**EXERCISE**. Transcribe all of the material exactly. Any picture in it should be left out.

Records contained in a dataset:
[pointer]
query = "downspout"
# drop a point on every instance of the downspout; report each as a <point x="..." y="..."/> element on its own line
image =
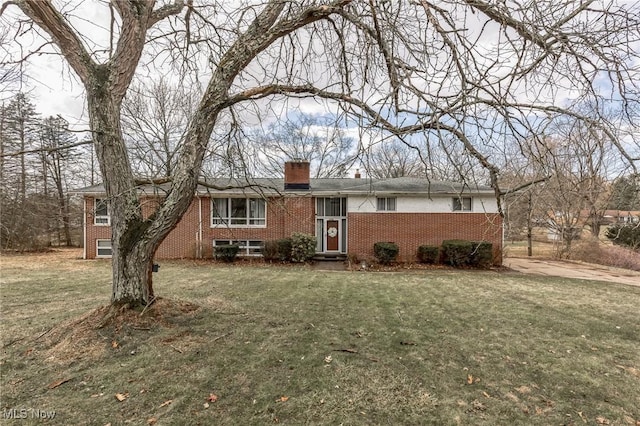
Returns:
<point x="84" y="228"/>
<point x="199" y="251"/>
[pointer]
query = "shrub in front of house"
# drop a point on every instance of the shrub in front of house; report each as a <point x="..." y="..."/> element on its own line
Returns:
<point x="457" y="252"/>
<point x="270" y="250"/>
<point x="428" y="254"/>
<point x="303" y="247"/>
<point x="385" y="253"/>
<point x="482" y="254"/>
<point x="227" y="252"/>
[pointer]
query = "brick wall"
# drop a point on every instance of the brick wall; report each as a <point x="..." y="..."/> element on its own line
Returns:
<point x="411" y="230"/>
<point x="93" y="232"/>
<point x="284" y="216"/>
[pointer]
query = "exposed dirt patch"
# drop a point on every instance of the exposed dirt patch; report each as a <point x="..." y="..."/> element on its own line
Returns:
<point x="88" y="337"/>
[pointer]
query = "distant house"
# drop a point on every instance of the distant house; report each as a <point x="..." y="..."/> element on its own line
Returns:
<point x="346" y="215"/>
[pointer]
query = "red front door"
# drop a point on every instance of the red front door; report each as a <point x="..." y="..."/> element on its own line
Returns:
<point x="333" y="235"/>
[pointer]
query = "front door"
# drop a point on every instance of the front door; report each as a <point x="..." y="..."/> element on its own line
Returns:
<point x="333" y="235"/>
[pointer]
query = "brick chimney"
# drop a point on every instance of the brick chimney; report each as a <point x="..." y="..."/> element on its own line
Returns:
<point x="296" y="175"/>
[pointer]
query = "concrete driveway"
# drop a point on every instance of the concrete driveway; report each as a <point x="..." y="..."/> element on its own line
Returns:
<point x="584" y="271"/>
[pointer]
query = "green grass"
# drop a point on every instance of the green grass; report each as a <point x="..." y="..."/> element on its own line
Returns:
<point x="428" y="347"/>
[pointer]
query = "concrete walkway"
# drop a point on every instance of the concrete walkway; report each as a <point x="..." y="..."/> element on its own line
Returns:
<point x="580" y="270"/>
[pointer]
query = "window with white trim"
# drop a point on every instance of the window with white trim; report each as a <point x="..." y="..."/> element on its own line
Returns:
<point x="386" y="204"/>
<point x="247" y="247"/>
<point x="462" y="204"/>
<point x="238" y="211"/>
<point x="103" y="248"/>
<point x="101" y="214"/>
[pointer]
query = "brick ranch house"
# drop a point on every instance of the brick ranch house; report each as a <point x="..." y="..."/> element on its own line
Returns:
<point x="346" y="215"/>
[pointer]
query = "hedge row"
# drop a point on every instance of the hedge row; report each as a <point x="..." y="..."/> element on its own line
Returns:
<point x="458" y="253"/>
<point x="298" y="248"/>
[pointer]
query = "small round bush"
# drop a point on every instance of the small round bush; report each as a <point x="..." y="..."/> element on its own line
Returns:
<point x="386" y="253"/>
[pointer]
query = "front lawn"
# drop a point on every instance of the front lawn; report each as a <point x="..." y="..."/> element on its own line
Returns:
<point x="293" y="345"/>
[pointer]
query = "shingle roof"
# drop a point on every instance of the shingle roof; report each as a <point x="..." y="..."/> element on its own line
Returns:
<point x="347" y="186"/>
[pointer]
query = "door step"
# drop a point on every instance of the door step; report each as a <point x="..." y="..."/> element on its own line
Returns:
<point x="330" y="257"/>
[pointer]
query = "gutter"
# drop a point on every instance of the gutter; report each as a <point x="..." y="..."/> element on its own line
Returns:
<point x="84" y="228"/>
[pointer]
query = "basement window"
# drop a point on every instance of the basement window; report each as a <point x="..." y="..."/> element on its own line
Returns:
<point x="386" y="204"/>
<point x="247" y="247"/>
<point x="103" y="248"/>
<point x="462" y="204"/>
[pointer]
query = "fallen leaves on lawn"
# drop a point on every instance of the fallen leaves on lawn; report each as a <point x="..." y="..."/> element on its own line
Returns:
<point x="122" y="396"/>
<point x="58" y="383"/>
<point x="631" y="370"/>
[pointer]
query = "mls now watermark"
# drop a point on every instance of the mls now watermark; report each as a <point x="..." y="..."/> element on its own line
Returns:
<point x="27" y="413"/>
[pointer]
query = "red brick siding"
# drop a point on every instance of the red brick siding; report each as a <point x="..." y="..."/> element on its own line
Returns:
<point x="297" y="214"/>
<point x="411" y="230"/>
<point x="284" y="216"/>
<point x="93" y="232"/>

**RESPONSE FOR THIS EXERCISE**.
[pointer]
query = "downspout"
# drop a point on every instance of the downspout; report each as a <point x="..." y="..."/> element on its own line
image =
Returns:
<point x="84" y="228"/>
<point x="199" y="251"/>
[pointer]
query = "shrub in front of house"
# drop a point on every instance of the shrub in front of house; report each as a <point x="..." y="..."/> element on its own line
Returns:
<point x="457" y="252"/>
<point x="270" y="250"/>
<point x="428" y="254"/>
<point x="303" y="247"/>
<point x="385" y="253"/>
<point x="482" y="254"/>
<point x="227" y="252"/>
[pointer]
query = "brick wall"
# drop a point on every instance of the brick wall; report each as a <point x="..." y="..."/> element on its own line
Returns:
<point x="411" y="230"/>
<point x="93" y="232"/>
<point x="284" y="216"/>
[pointer]
query = "exposed dirt patch"
# drop a point on every instance of the exposed dirt patch; report each as a <point x="..." y="..."/> element on its own line
Returns:
<point x="88" y="337"/>
[pointer]
query = "distant house"
# drop a point on every instance of the distant house; report each as a <point x="..." y="..."/> element on its own line
Returns:
<point x="346" y="215"/>
[pointer]
query = "red front door"
# drop a point on every instance of the red front door; report each as a <point x="..." y="..."/> element on its own line
Returns:
<point x="333" y="235"/>
[pointer]
query = "front door"
# drop a point on every instance of the front door; report each as a <point x="..." y="..."/> element on its own line
Returns:
<point x="333" y="235"/>
[pointer]
query = "brick chimney"
# drop a point on every instance of the brick chimney; report each as a <point x="..." y="..."/> element on its own line
Returns:
<point x="296" y="175"/>
[pointer]
query = "concrete driveway"
# drop a point on every instance of the concrete driveway; report each as a <point x="..." y="..."/> element on its own line
Returns:
<point x="584" y="271"/>
[pointer]
query = "green grass"
# drop a point on every instance of the green grass; report each as a <point x="..." y="..."/> element on its own line
Returns:
<point x="428" y="347"/>
[pointer]
query = "concrete walkway"
# drop a point on every instance of the concrete walkway; report each as a <point x="..." y="..."/> element on its own line
Returns:
<point x="580" y="270"/>
[pointer]
query = "window with white trim"
# drop a point on every instance of the window with white trim; report each as a <point x="..." y="..."/> element on its own line
Returns:
<point x="386" y="204"/>
<point x="247" y="247"/>
<point x="462" y="204"/>
<point x="238" y="211"/>
<point x="103" y="248"/>
<point x="101" y="214"/>
[pointer]
query = "brick ranch house"
# drop a point on every instance of the brick ranch house; report each as a <point x="..." y="..."/> element on its own line
Returns:
<point x="346" y="215"/>
[pointer]
query = "hedge row"
# drop a point on every instance of the hedge row; report each as a <point x="..." y="..."/> element on its own line
Returns:
<point x="458" y="253"/>
<point x="298" y="248"/>
[pointer]
query = "small round bush"
# drop a point on every instance of the small round bush; report each as a <point x="..." y="..."/> element on its own line
Returns:
<point x="386" y="253"/>
[pointer]
query = "front lawn"
# drop a point on every instance of the front lawn; report each as a <point x="..." y="..."/> element on its own line
Returns:
<point x="293" y="345"/>
[pointer]
query = "shingle roof"
# drop a point on every instance of the shingle roof; report each as a <point x="..." y="..."/> element on its own line
Returns:
<point x="347" y="186"/>
[pointer]
query = "door step"
# drop a point on every instance of the door step; report each as a <point x="..." y="..."/> element on its own line
Returns:
<point x="330" y="257"/>
[pointer]
query = "gutter"
# drop a point on every instance of the gutter; report each as a <point x="..." y="..."/> element on its own line
Returns:
<point x="84" y="228"/>
[pointer]
query = "basement window"
# drop a point on every instance of the basement window; report each as a <point x="..." y="..."/> element on its own line
Returns:
<point x="386" y="204"/>
<point x="247" y="247"/>
<point x="103" y="248"/>
<point x="462" y="204"/>
[pointer]
query = "fallen leaves on lawn"
# drop a point on every instance of the fallen leaves on lawn; report each as a <point x="..." y="..."/> element on its own line
Returns:
<point x="122" y="396"/>
<point x="58" y="383"/>
<point x="631" y="370"/>
[pointer]
query = "mls now watermark"
# drop a point on every instance of the mls now watermark; report each as a <point x="..." y="..."/> element on its own line
Returns:
<point x="27" y="413"/>
[pointer]
query = "red brick siding"
# drop a point on every instance of the red brick siding; report each as a <point x="..." y="..."/> element on its own line
Returns:
<point x="297" y="214"/>
<point x="411" y="230"/>
<point x="284" y="216"/>
<point x="93" y="232"/>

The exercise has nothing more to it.